Copy the records below, changing "clump of vegetation" to "patch of shrubs" everywhere and leaving everything else unchanged. Leave out the pictures.

Data rows start

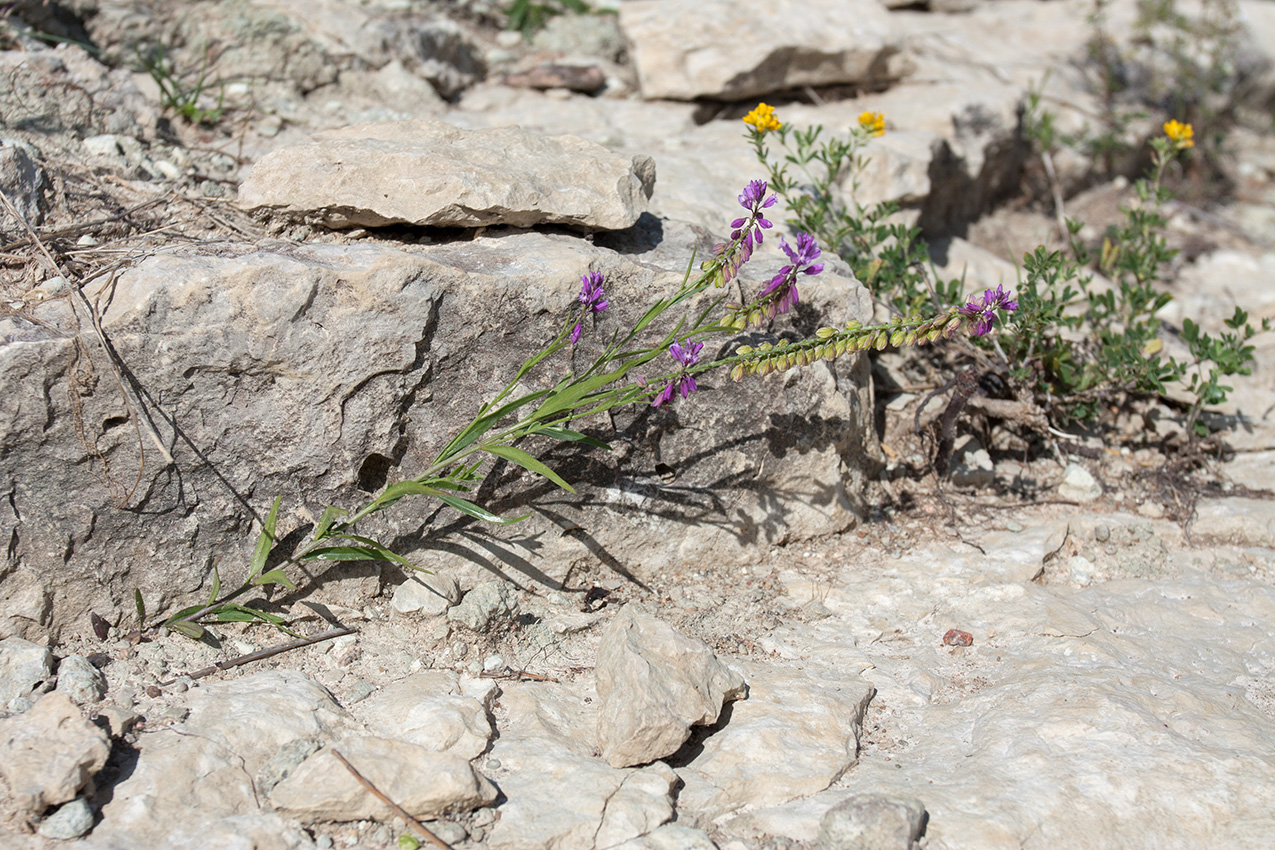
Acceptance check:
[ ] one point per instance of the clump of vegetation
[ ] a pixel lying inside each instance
(184, 94)
(529, 15)
(1078, 344)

Data rows end

Task response:
Acceptance check:
[ ] one point per instance of the patch of shrubs
[ ] a pixel lying inside each instance
(184, 94)
(529, 15)
(1078, 344)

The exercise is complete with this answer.